Provided information —
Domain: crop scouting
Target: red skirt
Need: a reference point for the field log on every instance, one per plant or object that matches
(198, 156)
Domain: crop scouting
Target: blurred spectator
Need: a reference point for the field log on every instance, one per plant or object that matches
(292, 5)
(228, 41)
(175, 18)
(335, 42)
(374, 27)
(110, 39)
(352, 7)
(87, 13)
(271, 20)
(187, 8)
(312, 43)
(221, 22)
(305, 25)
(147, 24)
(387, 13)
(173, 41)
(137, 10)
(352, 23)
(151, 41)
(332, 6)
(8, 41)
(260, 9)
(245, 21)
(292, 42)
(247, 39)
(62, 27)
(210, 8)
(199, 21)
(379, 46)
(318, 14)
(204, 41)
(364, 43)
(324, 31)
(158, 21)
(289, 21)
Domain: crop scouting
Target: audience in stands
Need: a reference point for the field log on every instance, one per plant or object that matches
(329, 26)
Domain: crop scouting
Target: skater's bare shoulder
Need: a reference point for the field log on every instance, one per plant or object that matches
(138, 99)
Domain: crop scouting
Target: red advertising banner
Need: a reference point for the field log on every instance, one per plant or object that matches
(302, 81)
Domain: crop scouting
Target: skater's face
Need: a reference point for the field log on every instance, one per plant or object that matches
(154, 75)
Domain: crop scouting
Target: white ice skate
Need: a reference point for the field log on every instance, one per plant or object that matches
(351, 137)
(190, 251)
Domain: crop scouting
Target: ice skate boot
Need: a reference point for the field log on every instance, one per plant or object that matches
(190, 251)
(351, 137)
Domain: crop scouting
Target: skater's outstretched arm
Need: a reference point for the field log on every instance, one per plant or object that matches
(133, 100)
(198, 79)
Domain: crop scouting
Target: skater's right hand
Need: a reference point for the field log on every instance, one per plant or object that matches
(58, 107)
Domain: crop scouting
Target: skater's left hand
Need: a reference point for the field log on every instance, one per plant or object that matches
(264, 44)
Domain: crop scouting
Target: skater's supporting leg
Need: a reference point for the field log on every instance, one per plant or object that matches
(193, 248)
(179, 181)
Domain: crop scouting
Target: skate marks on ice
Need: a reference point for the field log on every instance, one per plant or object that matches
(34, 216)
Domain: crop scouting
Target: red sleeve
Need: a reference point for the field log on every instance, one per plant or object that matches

Aim of the exercise — Reproduce the material exactly, with every line intact.

Full output —
Domain: crop scouting
Target: red skirt
Need: a reference point for the field log on every instance, one per plant or object that matches
(198, 156)
Domain: crop scouting
Target: blurred spectator
Need: a reference point for the field log on every instance, one per plant or object that matches
(292, 5)
(228, 41)
(175, 18)
(335, 42)
(374, 27)
(110, 39)
(352, 7)
(87, 13)
(271, 20)
(187, 8)
(312, 43)
(221, 22)
(305, 25)
(147, 24)
(387, 13)
(173, 41)
(137, 10)
(352, 23)
(151, 41)
(332, 6)
(8, 41)
(260, 9)
(245, 21)
(292, 42)
(247, 39)
(62, 27)
(210, 8)
(199, 21)
(379, 46)
(318, 14)
(204, 41)
(364, 43)
(324, 31)
(158, 21)
(289, 21)
Domain: crop scouting
Target: audience in stands
Need: a reference point for the field log on every instance, one per plant or object that matches
(329, 26)
Domain: crop scouting
Target: skater's bare shoulder
Need: a reference point for the field log on every instance, one per plant or object that matches
(138, 99)
Domain: crop scouting
Target: red advertising banner
Need: a reference point for the field log on every instance, one per plant or object that matches
(302, 81)
Domain: crop scouting
Target: skater's face
Need: a reference point for the field log on every instance, one per plant or object that matches
(154, 75)
Domain: crop scouting
Target: white ice skate
Need: a reference point for the field log on every instance, one per plant or object that matches
(351, 137)
(190, 251)
Domain: crop scouting
Target: ice skate boot
Need: a reference point for the field log on every instance, one per plant or object that matches
(190, 251)
(351, 137)
Domain: crop scouting
Target: skater's outstretched arm
Need: a reference point for the field log on every instance, one per plant or object that matches
(133, 100)
(198, 79)
Domain: crop scouting
Target: skater's right hand
Need: a reference point for the field log on every instance, one per plant or object that matches
(58, 107)
Domain: crop scouting
Target: skater's left hand
Need: a reference point for the field log on every instance, one per plant or object that matches
(264, 44)
Domain: crop scouting
Target: skater's supporting leg
Need: a reference point for the field log on every instance, one per plant or object that matches
(193, 248)
(179, 181)
Domain: crop scouting
Target: skate marks on ice
Need: a reference point for the field log on every instance, one per plant or object that matches
(34, 216)
Domain: crop scouting
Target: red sleeve
Need: a reference point for the field log on every instance, one per plant or object that matches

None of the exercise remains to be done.